*WHAT YOU HAVE TO DO*: Among the entries below, find the lines holding "leaf" and copy them.

--- DATA FOR PROCESSING ---

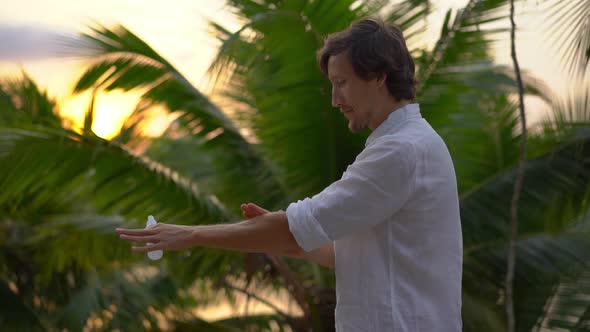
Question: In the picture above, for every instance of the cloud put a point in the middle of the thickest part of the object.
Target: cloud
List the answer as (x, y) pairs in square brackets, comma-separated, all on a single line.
[(30, 42)]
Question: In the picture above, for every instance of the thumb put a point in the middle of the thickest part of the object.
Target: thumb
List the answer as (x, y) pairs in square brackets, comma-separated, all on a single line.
[(255, 209)]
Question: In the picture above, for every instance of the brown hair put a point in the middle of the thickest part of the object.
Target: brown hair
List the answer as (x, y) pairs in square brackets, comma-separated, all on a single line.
[(374, 49)]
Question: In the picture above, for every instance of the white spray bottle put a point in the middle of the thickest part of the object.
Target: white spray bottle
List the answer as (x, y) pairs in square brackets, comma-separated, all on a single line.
[(156, 254)]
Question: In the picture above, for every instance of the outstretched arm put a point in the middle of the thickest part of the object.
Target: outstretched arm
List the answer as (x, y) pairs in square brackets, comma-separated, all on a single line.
[(264, 232), (268, 233), (323, 256)]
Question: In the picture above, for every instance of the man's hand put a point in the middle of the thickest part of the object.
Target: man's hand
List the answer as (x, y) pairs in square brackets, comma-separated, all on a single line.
[(161, 237)]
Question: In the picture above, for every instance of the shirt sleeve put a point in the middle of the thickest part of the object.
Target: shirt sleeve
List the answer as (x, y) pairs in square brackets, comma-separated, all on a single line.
[(372, 189)]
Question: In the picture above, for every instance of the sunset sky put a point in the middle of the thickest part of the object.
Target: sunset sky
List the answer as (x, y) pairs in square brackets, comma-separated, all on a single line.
[(178, 30)]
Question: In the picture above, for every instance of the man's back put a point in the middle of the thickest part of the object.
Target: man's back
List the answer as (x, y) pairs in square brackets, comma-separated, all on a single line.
[(404, 273)]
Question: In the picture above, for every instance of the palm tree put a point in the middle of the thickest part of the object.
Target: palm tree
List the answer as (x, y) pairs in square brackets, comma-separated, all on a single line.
[(61, 186)]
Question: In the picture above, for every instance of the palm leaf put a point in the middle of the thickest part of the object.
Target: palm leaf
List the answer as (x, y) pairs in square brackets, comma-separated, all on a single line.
[(569, 23)]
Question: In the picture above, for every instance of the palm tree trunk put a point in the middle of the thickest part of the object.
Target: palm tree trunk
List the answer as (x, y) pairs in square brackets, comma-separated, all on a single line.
[(517, 184)]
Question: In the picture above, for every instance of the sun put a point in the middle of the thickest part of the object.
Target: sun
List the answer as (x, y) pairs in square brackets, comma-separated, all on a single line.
[(111, 109)]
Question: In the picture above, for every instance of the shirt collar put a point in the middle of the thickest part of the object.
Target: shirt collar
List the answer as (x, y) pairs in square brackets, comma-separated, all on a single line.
[(394, 121)]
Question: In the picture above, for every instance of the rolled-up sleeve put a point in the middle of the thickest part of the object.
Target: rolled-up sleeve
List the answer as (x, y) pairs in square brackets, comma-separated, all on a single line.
[(373, 188)]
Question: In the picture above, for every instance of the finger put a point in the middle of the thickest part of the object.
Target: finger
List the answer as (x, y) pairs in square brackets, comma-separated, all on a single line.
[(148, 248), (138, 232), (139, 239)]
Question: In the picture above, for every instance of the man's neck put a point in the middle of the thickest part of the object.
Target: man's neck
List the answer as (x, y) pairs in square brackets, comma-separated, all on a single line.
[(391, 105)]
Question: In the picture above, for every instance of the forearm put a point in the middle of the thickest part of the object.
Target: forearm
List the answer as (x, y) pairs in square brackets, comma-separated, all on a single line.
[(268, 233)]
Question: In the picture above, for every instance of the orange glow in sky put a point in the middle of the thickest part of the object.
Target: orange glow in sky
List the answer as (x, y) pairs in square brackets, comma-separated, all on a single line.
[(179, 32)]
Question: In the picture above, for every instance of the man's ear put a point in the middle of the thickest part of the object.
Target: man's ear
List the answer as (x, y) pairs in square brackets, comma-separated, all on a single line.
[(381, 80)]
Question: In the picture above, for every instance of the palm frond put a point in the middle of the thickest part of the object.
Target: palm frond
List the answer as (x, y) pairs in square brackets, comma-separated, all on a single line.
[(569, 23)]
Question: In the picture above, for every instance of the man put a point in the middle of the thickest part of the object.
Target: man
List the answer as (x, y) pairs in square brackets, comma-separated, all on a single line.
[(390, 226)]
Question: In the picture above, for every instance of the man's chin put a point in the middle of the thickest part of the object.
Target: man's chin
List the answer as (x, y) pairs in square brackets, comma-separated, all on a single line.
[(354, 129)]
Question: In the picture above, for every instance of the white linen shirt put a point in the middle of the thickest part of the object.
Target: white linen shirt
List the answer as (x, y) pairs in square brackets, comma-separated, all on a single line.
[(394, 220)]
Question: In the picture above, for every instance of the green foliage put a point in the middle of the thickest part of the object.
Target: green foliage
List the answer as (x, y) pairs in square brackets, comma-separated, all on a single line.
[(62, 267)]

---

*TASK RESULT*:
Question: In the picture above, for every instance of the palm leaf put a point in the middle of the thickest part of the object.
Target: palm leaf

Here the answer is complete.